MATERIAL TO PROCESS:

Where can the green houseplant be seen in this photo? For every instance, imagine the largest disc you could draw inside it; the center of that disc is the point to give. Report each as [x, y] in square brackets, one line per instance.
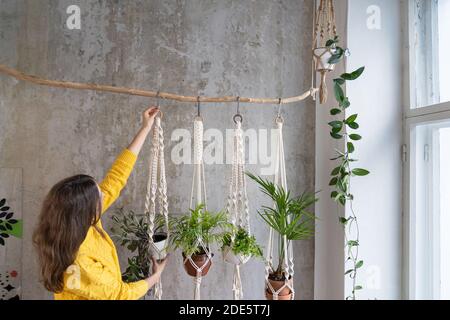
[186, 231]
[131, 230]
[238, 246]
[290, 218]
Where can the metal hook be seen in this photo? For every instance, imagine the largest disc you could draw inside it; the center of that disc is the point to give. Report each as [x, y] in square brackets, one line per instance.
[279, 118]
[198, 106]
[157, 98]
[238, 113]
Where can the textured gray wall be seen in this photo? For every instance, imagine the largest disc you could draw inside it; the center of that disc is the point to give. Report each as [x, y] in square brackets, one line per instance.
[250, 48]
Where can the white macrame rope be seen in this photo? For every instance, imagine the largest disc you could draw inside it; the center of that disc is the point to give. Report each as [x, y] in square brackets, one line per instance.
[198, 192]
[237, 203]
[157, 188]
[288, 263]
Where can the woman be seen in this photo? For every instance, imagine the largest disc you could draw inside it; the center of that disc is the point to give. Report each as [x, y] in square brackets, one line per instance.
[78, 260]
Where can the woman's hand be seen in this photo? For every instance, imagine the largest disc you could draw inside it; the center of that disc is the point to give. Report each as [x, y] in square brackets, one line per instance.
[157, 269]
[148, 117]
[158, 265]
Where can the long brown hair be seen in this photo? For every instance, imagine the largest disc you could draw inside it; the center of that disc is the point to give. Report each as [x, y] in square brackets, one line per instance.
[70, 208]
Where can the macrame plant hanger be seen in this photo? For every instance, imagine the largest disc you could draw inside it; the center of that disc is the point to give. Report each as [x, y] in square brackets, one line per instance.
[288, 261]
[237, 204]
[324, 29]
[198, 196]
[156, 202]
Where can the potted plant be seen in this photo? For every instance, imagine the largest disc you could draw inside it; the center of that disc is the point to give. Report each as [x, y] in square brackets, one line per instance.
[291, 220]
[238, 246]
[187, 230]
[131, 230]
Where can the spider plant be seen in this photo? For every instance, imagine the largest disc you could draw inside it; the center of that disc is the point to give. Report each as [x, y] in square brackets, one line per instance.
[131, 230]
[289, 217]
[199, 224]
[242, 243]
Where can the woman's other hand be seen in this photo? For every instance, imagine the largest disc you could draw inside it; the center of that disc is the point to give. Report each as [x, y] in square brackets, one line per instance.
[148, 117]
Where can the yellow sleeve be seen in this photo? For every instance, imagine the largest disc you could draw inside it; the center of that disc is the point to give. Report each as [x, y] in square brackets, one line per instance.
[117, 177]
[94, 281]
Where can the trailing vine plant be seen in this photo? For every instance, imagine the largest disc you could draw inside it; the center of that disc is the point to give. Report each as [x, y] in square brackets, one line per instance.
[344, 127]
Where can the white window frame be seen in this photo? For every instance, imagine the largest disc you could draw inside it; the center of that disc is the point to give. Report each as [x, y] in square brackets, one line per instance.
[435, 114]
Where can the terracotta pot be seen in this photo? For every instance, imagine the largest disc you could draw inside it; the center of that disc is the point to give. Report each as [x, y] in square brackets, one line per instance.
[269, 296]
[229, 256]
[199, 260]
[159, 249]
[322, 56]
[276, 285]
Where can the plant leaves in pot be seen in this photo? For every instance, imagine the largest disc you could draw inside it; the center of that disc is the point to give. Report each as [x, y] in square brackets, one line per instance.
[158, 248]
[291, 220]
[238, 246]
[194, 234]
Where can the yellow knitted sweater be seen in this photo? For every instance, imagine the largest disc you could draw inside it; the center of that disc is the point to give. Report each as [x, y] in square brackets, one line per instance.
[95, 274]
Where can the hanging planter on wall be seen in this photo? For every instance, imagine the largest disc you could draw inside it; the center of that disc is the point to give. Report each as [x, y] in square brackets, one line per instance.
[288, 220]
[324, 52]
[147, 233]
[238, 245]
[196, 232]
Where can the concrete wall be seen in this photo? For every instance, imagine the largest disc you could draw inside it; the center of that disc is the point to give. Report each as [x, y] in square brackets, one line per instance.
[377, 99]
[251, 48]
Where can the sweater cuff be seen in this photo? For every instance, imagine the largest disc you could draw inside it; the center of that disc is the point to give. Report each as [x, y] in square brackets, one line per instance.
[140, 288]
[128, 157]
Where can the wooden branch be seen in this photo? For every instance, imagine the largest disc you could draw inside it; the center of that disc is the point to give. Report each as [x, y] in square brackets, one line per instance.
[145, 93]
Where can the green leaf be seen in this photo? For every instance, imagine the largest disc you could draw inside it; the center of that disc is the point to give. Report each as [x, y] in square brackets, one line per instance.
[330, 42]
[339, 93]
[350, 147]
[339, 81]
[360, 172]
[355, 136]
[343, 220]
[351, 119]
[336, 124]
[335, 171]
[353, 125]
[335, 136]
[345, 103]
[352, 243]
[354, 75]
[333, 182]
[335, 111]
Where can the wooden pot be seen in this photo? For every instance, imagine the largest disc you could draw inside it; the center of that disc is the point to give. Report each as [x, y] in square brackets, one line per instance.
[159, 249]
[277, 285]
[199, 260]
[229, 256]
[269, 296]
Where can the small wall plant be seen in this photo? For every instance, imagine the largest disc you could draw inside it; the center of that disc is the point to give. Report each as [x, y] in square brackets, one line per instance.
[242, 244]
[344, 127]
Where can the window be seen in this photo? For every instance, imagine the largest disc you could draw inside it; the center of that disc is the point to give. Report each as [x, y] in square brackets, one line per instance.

PROBLEM REQUIREMENTS:
Above are the records; copy exactly the lines from the one with "Where can the small" through the final line.

SOLUTION TO THIS TASK:
Where can the small wall plant be seen in this photo? For every instance, imagine the largest disc you could draw inside it; the center of that disc is the point to give. Report each as [x, y] in square brackets, one line per instance.
[242, 244]
[344, 127]
Where can the window be seen in this photo? For every instance, imagine the largest disc you could draw inside it; the center of that disc is the point to give. Report each as [x, y] in square brackets, one line per instance.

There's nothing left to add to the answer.